● **REQUIRED ACTIONS**:
1) Please condense the paragraph beginning "REU hosts eight undergraduate" in the article below into one shorter sentence that keeps its main facts.
2) In the article below, who was Isaiah Calhoun paired with once he arrived in Bermuda?

*** READING PASSAGE ***

With the closest ocean over 300 miles away off the coast of Tybee Island, marine science might seem like an odd passion for a Georgia Highlands College student. But Isaiah Calhoun, a geology major at GHC, isn’t letting the miles of dry land come between him and his dream of becoming a marine geologist.
Instead, Isaiah is taking charge of his future with a hands-on, research-focused internship in Bermuda.
“I try to stay up to date with the latest news in science,” Isaiah said. One day, that search for knowledge led him to the website for the Bermuda Institute of Ocean Sciences (BIOS), where he discovered their Research Experiences for Undergraduates (REU) funded by the National Science Foundation (NSF).
REU hosts eight undergraduate student researchers at BIOS each fall semester, where the students work with faculty and researchers on independent scientific research projects. After a nail-biting application process, Isaiah was accepted for fall 2019.
Once in Bermuda, a British island territory in the north Atlantic Ocean, Isaiah was paired with BIOS research specialist Rachel Parsons.
“The BIOS Education Director and the REU Coordinator actually chose Isaiah as my intern since NSF is keen for students from smaller colleges to get research experience,” said Parsons.

*** End of READING PASSAGE ***
*** RECORDED INFORMATION ***

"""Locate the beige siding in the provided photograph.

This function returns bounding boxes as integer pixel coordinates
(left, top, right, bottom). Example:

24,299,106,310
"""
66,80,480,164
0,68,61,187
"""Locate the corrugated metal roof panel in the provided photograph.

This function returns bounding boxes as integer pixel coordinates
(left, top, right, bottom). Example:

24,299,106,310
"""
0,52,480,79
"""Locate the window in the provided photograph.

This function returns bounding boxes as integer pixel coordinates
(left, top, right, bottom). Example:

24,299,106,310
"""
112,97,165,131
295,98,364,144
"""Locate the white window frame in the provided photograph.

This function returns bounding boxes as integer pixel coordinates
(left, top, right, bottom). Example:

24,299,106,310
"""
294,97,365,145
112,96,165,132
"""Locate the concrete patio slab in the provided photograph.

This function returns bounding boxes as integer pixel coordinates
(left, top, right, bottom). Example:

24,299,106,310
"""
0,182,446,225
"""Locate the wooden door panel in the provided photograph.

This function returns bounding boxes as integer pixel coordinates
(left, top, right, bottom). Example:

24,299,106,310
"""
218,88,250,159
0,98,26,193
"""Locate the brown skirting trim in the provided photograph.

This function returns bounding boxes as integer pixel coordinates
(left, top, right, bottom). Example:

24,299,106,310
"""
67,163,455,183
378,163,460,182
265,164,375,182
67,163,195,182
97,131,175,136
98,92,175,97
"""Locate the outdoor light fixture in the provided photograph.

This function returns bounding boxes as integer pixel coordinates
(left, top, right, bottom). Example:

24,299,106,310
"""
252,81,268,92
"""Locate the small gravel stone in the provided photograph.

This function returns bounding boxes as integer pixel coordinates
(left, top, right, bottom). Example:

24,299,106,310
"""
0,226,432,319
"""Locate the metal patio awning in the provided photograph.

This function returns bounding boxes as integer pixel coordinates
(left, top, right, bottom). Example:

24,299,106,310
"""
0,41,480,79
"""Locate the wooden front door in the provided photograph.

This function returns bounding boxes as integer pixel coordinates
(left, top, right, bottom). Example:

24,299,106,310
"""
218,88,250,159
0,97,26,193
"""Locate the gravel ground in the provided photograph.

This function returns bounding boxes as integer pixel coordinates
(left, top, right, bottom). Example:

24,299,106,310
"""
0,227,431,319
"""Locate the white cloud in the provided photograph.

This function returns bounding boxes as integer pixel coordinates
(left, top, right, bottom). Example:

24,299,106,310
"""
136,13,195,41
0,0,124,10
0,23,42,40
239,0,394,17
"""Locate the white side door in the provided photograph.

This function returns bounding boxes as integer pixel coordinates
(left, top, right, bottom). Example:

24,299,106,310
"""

*** End of RECORDED INFORMATION ***

● **RESULTS FOR THE EXERCISE**:
1) Each fall, REU brings eight undergraduates to BIOS to do independent research projects with faculty and researchers, and after a tense application process Isaiah was accepted for fall 2019.

2) He was paired with BIOS research specialist Rachel Parsons.